◆ Texto de origen
Hacemos fuerza de remos con rumbo al oeste, donde la tierra es aún un nublado. Las algas marinas, en inmensas guirnaldas, nos rodean, mientras cruzamos sobre los arrecifes sumergidos, que se destacan de los cerros vecinos, y en los cuales vara el bote, obligándonos a penetrar en el agua salada, hasta medio cuerpo, para aligerarlo de peso y remolcarlo, desligándolo de las plantas, entre cuyos flexibles vástagos encalla.

Mis marineros reciben aquí el bautismo patagónico, que debe darles constancia y fe en la utilidad del viaje.

◆ Conjunto de datos
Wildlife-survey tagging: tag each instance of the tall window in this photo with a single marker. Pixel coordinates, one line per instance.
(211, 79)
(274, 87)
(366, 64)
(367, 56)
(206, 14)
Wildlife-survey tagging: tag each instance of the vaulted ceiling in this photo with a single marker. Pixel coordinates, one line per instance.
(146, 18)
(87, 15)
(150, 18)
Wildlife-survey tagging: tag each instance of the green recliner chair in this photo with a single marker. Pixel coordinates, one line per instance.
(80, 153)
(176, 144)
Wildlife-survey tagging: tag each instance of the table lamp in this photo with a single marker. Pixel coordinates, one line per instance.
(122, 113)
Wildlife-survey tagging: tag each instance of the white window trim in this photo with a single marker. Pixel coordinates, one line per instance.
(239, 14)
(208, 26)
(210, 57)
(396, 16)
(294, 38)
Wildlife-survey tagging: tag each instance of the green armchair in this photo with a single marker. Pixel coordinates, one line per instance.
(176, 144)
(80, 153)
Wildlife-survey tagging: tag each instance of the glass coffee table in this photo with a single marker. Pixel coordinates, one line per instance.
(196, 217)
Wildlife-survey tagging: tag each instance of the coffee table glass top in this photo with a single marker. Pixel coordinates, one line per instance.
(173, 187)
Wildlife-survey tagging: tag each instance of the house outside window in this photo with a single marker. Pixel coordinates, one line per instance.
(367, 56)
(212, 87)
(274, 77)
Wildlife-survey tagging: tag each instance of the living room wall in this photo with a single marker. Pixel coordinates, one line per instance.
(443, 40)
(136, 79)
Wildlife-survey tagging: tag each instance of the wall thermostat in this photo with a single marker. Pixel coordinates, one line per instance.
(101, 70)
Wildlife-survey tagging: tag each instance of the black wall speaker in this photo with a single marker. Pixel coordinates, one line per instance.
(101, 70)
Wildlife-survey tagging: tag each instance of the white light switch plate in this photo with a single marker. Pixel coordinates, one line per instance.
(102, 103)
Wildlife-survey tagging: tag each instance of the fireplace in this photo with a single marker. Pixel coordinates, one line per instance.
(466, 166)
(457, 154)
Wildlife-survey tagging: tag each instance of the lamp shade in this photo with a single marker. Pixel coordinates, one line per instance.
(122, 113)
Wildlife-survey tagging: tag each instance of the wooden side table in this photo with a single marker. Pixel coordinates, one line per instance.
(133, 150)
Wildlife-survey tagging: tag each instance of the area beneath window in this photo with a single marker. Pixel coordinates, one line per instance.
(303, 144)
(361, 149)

◆ Lista de tareas
(1) Según el relato de la travesía, ¿con qué rumbo reman los navegantes?
(2) Transcriba literalmente el pasaje del relato de la travesía que empieza en "Hacemos fuerza de" y sigue hasta "utilidad del viaje.".
(3) Prosiga el relato de la travesía a partir de su última oración.

◆ Respuestas por tarea
(1) Con rumbo al oeste.

(2)
Hacemos fuerza de remos con rumbo al oeste, donde la tierra es aún un nublado. Las algas marinas, en inmensas guirnaldas, nos rodean, mientras cruzamos sobre los arrecifes sumergidos, que se destacan de los cerros vecinos, y en los cuales vara el bote, obligándonos a penetrar en el agua salada, hasta medio cuerpo, para aligerarlo de peso y remolcarlo, desligándolo de las plantas, entre cuyos flexibles vástagos encalla.

Mis marineros reciben aquí el bautismo patagónico, que debe darles constancia y fe en la utilidad del viaje.

(3)
La brisa nos permite izar el velamen, y por el medio de la bahía, teniendo a la derecha los obscuros cerros eruptivos y a la izquierda una blanca costa, baja y acantilada, pasamos inmediatos a algunas pequeñas islas. En esos momentos las gaviotas rozan el ligero gallardete, los pengüines zambullen y luego se yerguen batiendo gozosos sus aletas para mirarnos asombrados; los patos marinos, unos solitarios, cruzan como flechas, otros, en bandadas, trazan en el aire figuras geométricas; los cormoranes ganan presurosos, con la primera comida de la mañana, las nidadas, donde, como en un damero gigantesco, han nacido sus negruzcos y velludos hijos.

Algunas millas adelante, cruzamos frente a una pequeña península de aspecto alegre, donde una tropilla de guanacos busca su alimento sin preocuparse del enemigo que los mira.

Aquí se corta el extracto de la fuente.